Blinn is one of many travelers disturbed by hotels that charge a daily fee for Internet access. He says he books less-expensive hotels with free Internet access, even if his company will pay for a more expensive hotel that charges for online access.

Yet, charging guests for Internet access in their rooms remains common as hotels continue to look for revenue, especially as occupancy rates have fallen during the recession. According to a USA TODAY survey of 80 hotel brands, 40% charge such a fee at all or most of their U.S. hotels. The charge can vary at hotels within the same brand but often ranges from $9.95 to $14.95 daily.

“As long as hotels can generate the revenue, they will charge for it,” says Jeff Weinstein, editor in chief of Hotelsmagazine, a trade publication. “There is no more telephone revenue, and this is one way to replace it.”

Weinstein says he thinks that most upscale hotel guests “can live with” a $10 daily fee for Internet access but find some higher charges unacceptable.

For Blinn, who has spent about 50 nights in hotels this year, any charge is unacceptable. If he must stay at a hotel that charges, he says, he leaves the hotel for a fast-food restaurant or a coffee shop that provides free Internet access.

A few weeks ago, Blinn says, he spent a lot of time in the concierge lounge of the Marriott hotel in Salt Lake City, because the hotel was charging for Internet access in rooms but not in the lounge.

Going around charges

Some frequent business travelers avoid hotel charges by bringing their own devices for Internet access.

Michael Sommer, a consultant in Jacksonville, uses Sprint’s MiFi device, which is about the size of a credit card and provides Internet access for up to five people for a monthly charge.

Many hotels offer free wireless Internet access in lobbies, lounges, other common areas and guest rooms on floors for higher-paying guests. Sommer suggests booking rooms near those areas to pick up an Internet connection.

Mason Blacher, a fundraising consultant in Seattle, who has spent about 50 nights in hotels this year, says a complaint about access charges to a hotel manager can result in free service.

“Sometimes, I offer to return the expensive toiletry amenities, which arguably cost the hotel more, in exchange for free Wi-Fi,” Blacher says. “That usually gets ‘em.”

Besides offering free Internet access to higher-paying guests, some hotel brands offer it free to frequent-guest-club members.

All members of Omni Hotels’ Select Guest program get free Wi-Fi in the guest rooms of the brand’s 36 U.S. hotels, Omni Vice President Caryn Kboudi says. Membership in the program is free.

At all Hyatt hotels, members of the chain’s Gold Passport program with platinum status receive free Internet access, Hyatt spokeswoman Karrie Leung says. Platinum status is achieved after five stays or 15 nights per year.

Items from a dataset

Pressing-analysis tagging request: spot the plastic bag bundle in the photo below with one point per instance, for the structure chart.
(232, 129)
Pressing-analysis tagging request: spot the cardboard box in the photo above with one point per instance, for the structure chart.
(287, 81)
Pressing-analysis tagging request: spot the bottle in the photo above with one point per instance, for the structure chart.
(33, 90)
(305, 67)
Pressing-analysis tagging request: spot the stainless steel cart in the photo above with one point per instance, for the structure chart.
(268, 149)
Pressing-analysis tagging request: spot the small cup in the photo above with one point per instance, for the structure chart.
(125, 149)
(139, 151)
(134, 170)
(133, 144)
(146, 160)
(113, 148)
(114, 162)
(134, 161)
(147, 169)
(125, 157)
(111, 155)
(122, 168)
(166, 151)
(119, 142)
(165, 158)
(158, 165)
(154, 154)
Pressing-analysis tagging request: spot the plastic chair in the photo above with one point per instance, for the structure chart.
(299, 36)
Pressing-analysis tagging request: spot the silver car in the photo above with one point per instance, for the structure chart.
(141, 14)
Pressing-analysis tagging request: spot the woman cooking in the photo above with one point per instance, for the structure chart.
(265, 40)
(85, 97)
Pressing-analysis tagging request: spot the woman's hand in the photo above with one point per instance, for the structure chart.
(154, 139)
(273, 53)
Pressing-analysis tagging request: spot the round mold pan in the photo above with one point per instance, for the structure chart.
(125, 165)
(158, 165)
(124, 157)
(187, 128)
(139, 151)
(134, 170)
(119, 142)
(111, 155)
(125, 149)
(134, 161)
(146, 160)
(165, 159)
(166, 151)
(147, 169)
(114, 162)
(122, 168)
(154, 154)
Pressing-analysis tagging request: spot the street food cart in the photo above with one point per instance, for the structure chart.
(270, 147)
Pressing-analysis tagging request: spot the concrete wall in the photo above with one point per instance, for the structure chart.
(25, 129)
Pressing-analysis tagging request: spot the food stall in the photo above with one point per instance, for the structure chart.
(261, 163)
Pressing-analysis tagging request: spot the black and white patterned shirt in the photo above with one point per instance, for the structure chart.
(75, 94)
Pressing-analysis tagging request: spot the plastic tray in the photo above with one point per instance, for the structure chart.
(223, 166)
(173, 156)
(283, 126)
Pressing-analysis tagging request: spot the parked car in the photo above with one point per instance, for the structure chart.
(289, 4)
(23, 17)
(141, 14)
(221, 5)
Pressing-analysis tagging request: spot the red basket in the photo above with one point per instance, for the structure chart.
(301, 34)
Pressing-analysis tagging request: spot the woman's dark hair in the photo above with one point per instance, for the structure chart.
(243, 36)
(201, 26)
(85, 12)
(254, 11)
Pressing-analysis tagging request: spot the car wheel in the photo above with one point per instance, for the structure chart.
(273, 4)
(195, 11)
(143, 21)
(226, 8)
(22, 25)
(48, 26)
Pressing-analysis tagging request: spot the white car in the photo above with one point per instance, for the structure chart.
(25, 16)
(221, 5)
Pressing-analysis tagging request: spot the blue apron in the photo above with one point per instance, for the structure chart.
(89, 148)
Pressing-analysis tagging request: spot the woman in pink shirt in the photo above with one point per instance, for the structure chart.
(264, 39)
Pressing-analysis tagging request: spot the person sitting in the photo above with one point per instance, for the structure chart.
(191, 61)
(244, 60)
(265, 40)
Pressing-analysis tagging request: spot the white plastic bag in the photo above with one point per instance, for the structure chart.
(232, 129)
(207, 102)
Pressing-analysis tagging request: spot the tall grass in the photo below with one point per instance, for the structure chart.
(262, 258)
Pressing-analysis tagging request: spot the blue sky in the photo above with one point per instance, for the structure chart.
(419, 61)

** Requirement **
According to the passage on hotel Internet fees, why do hotels keep charging guests for in-room Internet access?

** Response **
Hotels keep charging because they are looking for revenue, especially since occupancy rates have fallen during the recession. Jeff Weinstein adds that hotels no longer earn telephone revenue, and the Internet fee is one way to replace it.